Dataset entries
- - -
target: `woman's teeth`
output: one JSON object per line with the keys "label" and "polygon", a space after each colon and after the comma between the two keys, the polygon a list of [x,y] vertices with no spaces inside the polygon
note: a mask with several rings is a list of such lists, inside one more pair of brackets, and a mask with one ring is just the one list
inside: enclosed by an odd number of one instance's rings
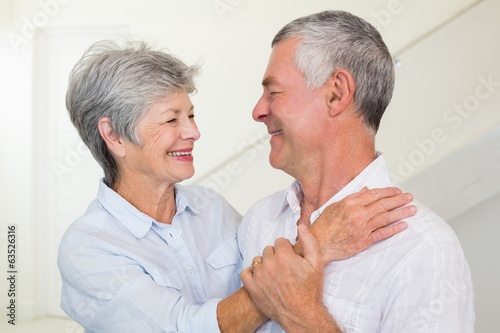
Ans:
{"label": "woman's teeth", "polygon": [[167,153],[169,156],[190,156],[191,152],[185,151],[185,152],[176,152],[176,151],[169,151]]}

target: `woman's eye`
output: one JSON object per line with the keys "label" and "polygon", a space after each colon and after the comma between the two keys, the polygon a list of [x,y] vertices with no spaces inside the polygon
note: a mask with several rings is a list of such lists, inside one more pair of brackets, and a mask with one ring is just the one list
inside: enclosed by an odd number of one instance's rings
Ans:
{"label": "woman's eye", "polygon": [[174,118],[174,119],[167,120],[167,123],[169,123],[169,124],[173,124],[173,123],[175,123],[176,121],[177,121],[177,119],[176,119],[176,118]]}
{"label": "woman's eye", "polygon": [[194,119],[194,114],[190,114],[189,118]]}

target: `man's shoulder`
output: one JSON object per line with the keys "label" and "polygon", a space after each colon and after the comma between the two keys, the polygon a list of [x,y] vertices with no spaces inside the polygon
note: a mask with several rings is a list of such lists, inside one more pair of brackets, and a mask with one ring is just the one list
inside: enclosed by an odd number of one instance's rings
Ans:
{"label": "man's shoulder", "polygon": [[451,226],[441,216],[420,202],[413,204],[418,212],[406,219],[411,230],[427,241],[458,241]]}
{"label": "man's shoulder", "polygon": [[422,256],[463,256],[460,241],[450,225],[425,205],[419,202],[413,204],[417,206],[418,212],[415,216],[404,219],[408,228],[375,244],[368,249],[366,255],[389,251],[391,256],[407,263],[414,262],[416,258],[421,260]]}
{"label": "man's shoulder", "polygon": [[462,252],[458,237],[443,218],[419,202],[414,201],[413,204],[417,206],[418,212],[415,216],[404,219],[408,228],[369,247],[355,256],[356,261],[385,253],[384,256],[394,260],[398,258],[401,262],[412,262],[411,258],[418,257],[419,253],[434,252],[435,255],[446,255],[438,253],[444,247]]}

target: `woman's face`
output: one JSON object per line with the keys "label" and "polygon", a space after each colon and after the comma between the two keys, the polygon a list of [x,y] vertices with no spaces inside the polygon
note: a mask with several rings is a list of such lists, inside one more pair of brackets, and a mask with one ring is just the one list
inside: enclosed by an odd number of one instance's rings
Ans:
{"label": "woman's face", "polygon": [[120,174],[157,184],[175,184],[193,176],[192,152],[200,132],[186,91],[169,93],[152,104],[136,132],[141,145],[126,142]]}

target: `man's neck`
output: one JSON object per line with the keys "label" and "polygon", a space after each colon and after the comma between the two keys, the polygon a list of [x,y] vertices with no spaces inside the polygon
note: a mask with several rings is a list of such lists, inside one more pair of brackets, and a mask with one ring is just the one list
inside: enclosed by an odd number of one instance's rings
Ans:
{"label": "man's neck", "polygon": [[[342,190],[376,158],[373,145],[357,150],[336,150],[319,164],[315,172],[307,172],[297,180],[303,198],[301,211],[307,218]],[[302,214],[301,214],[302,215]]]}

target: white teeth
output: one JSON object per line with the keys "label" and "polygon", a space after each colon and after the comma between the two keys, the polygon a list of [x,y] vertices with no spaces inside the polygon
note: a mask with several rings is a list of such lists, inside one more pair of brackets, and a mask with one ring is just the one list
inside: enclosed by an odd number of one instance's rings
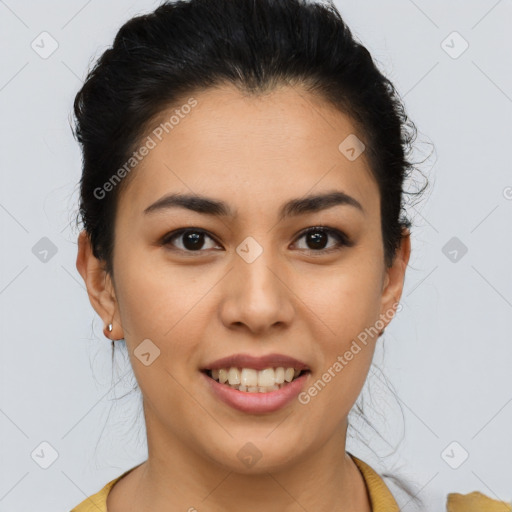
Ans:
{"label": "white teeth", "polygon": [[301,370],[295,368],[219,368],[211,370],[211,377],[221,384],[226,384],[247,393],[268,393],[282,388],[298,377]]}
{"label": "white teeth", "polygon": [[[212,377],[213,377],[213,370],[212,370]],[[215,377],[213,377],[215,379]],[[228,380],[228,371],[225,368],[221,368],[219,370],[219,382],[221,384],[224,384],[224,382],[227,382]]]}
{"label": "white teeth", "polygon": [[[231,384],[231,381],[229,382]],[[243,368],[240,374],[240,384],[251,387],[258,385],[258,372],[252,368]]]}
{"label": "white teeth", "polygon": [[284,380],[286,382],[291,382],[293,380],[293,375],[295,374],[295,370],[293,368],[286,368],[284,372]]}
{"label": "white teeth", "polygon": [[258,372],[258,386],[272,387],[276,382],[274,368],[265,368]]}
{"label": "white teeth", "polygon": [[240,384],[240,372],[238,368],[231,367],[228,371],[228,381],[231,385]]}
- - -
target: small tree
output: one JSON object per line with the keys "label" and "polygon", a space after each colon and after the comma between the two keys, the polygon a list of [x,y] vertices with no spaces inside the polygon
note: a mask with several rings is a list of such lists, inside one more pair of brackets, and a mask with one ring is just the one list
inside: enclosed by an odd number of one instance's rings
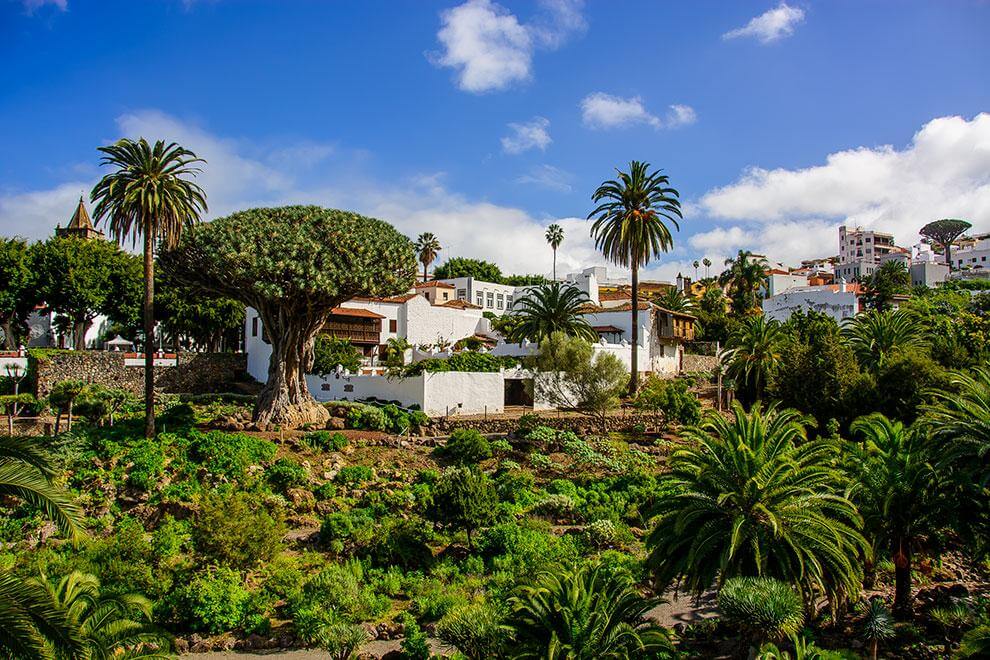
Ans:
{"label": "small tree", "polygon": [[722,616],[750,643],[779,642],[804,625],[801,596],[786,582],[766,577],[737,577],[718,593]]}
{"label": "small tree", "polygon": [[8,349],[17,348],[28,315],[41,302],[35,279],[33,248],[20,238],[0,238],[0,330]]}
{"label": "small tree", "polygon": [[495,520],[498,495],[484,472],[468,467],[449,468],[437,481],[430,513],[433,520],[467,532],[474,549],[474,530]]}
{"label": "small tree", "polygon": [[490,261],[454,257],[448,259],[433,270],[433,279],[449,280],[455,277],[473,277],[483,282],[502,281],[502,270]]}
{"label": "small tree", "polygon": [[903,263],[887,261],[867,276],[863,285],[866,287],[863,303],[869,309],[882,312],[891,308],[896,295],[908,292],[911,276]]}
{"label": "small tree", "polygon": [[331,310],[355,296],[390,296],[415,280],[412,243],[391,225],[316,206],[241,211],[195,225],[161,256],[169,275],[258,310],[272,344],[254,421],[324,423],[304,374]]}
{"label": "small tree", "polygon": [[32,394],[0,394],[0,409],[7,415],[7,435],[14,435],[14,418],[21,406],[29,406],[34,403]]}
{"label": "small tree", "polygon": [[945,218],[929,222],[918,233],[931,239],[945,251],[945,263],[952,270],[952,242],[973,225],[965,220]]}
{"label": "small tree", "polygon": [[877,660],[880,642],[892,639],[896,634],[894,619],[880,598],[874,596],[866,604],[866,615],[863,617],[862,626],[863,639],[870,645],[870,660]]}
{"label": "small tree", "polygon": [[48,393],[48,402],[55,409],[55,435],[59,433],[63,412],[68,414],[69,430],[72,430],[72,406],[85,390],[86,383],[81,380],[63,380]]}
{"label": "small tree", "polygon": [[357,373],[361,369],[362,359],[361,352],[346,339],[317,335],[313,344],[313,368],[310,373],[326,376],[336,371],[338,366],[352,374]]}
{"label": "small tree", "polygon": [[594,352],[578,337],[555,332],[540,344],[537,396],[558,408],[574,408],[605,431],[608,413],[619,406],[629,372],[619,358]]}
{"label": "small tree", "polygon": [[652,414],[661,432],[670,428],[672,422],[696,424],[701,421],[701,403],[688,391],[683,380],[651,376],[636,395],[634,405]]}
- - -
• _What you should do_:
Collect each line above holding the string "target".

• _Exercise result_:
target: `woman's teeth`
target: `woman's eye`
target: `man's shoulder`
target: `woman's face`
target: `man's neck`
target: white teeth
target: small tree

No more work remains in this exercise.